# The task
Go through the records below line by line, counting those that contain the word "plaid"; answer with the count only.

# Data supplied
▼
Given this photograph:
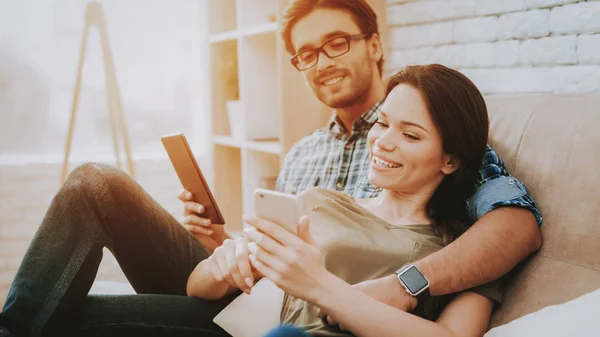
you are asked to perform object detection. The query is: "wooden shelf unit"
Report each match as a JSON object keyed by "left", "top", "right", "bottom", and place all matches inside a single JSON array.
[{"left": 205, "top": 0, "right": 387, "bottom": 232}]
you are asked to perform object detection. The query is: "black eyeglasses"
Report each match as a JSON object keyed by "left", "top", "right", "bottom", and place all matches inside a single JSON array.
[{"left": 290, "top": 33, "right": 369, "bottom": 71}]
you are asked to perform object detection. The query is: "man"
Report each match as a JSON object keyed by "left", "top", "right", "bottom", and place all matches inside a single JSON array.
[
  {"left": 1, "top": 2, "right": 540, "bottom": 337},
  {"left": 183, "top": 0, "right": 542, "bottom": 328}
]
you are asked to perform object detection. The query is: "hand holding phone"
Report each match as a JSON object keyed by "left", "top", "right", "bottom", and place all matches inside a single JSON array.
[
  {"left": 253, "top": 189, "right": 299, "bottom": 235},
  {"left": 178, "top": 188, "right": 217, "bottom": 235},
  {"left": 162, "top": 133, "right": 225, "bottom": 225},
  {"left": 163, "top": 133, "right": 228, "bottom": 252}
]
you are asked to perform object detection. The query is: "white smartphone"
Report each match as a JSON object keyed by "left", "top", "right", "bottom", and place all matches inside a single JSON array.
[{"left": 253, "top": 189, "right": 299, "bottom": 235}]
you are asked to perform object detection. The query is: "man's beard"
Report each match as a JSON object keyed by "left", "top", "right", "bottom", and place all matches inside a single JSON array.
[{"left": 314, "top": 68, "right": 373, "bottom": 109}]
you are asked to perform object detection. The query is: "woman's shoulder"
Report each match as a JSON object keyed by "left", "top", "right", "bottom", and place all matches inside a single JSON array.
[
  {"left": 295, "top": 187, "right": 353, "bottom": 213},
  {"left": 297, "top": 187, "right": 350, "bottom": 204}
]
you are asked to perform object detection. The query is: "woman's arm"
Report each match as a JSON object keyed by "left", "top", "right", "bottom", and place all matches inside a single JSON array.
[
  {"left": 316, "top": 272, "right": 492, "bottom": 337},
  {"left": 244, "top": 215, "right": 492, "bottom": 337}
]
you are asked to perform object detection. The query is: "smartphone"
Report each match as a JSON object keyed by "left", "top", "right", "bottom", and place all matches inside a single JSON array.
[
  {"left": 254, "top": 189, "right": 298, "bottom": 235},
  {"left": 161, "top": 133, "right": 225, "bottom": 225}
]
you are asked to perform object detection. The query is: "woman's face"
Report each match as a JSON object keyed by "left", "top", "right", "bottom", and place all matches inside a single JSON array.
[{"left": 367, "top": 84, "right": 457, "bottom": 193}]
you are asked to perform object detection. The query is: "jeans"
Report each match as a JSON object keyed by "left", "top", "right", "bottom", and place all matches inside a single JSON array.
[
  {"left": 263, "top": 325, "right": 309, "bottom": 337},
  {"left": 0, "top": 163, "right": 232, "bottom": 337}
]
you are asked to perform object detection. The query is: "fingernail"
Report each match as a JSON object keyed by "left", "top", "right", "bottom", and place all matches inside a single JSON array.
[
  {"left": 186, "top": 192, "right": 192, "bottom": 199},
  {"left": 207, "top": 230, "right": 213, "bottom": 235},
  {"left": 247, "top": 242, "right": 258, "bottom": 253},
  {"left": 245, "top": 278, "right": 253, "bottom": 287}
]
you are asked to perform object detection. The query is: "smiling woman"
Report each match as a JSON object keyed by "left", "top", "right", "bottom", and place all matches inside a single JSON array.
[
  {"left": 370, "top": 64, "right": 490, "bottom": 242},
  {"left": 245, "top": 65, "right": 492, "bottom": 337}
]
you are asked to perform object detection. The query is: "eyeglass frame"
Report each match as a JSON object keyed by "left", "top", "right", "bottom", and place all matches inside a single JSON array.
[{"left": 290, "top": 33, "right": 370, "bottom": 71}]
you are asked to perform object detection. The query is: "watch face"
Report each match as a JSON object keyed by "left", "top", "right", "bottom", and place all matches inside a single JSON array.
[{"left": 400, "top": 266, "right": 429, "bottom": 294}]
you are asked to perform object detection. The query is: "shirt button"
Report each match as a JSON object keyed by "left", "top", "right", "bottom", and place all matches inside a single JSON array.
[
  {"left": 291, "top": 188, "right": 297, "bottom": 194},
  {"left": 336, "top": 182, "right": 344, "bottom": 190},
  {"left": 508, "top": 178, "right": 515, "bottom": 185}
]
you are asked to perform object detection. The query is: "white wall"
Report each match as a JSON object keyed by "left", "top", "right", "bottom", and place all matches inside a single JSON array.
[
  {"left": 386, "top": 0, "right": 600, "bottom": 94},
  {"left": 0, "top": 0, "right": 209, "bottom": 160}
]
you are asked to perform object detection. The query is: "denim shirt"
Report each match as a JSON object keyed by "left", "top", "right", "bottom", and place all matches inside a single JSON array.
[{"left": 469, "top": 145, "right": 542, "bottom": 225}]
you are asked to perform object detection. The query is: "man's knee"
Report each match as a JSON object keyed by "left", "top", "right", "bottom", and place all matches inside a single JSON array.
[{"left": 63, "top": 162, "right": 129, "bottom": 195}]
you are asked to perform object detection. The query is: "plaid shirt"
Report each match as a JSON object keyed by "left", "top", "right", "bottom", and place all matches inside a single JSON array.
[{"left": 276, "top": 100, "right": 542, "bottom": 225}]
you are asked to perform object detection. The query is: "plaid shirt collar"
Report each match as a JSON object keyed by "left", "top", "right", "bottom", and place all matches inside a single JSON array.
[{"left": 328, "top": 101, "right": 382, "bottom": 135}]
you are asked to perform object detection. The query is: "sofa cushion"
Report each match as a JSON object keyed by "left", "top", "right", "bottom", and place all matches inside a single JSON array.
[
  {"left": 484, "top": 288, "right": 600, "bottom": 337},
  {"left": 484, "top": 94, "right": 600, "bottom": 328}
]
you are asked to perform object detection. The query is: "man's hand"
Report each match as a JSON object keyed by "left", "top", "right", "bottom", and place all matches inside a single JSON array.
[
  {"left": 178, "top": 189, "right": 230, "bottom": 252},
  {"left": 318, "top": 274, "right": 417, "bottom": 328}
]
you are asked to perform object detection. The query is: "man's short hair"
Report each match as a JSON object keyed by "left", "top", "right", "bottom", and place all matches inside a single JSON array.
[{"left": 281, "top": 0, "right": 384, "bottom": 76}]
▲
▼
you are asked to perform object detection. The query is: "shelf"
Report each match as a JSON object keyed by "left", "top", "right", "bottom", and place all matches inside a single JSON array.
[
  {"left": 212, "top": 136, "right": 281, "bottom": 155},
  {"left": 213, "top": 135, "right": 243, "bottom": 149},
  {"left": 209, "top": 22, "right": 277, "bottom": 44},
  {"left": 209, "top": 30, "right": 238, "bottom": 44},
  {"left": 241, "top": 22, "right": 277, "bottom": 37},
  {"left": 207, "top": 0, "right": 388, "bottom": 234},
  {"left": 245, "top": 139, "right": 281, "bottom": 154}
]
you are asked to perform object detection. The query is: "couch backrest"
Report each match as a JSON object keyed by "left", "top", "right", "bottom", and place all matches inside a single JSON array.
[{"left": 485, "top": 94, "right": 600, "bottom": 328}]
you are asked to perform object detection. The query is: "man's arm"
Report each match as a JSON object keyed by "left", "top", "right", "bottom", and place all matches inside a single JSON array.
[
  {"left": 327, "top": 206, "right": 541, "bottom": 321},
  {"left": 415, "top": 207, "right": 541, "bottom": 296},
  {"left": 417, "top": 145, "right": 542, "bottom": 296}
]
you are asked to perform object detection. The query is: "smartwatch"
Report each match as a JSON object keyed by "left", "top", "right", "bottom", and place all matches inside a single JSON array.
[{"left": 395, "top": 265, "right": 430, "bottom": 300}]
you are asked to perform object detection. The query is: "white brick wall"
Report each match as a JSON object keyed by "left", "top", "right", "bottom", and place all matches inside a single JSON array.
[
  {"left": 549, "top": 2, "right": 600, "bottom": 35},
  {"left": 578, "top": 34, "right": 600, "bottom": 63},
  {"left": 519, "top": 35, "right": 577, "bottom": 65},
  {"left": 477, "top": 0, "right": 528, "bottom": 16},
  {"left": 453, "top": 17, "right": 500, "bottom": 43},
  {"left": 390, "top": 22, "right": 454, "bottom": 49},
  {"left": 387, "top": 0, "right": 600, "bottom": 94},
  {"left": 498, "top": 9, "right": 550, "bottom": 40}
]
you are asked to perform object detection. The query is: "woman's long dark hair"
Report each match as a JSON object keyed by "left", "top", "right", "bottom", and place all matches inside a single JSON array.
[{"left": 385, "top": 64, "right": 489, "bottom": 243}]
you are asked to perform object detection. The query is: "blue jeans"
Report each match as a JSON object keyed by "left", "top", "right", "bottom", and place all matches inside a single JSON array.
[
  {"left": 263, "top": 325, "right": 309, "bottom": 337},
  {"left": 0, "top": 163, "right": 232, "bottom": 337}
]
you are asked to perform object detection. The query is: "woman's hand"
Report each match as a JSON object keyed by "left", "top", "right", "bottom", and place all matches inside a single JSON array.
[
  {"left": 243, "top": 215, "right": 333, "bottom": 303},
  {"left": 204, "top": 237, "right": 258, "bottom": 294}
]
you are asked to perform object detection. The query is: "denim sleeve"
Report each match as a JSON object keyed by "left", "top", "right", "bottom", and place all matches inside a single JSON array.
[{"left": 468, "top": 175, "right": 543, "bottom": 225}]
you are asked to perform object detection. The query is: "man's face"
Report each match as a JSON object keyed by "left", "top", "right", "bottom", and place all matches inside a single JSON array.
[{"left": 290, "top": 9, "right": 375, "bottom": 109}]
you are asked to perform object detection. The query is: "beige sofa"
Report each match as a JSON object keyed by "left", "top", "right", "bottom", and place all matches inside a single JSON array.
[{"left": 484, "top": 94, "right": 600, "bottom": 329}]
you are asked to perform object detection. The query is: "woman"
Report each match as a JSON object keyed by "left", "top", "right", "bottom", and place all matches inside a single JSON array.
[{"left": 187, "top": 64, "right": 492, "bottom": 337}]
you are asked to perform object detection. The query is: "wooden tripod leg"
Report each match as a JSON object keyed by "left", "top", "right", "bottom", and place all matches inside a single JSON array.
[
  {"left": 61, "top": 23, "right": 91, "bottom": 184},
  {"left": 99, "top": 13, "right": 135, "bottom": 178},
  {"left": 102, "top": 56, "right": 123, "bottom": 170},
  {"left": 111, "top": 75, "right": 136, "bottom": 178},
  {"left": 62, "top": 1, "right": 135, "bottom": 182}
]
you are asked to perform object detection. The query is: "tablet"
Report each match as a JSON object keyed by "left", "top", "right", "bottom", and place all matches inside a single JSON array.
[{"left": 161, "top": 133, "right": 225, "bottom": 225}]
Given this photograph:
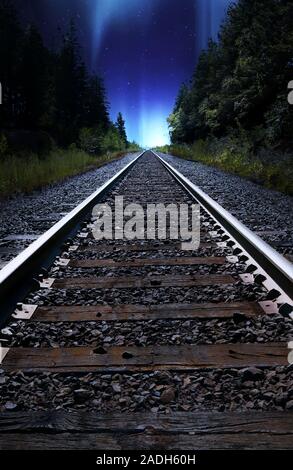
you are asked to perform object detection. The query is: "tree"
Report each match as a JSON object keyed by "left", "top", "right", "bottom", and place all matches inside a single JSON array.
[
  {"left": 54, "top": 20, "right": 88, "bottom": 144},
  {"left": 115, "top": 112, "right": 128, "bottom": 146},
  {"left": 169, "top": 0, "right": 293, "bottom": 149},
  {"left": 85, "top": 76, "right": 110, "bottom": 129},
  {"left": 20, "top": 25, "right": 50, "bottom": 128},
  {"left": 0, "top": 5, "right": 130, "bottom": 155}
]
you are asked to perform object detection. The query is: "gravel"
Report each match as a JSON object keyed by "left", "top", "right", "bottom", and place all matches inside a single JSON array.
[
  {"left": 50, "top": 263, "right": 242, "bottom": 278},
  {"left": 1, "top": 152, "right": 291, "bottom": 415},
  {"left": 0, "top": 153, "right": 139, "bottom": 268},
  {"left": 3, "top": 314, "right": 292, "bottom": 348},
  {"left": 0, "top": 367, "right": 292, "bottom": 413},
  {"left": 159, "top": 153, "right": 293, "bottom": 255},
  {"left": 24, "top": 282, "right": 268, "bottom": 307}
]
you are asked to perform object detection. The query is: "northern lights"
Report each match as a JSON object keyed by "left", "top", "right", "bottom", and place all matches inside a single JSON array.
▲
# Task result
2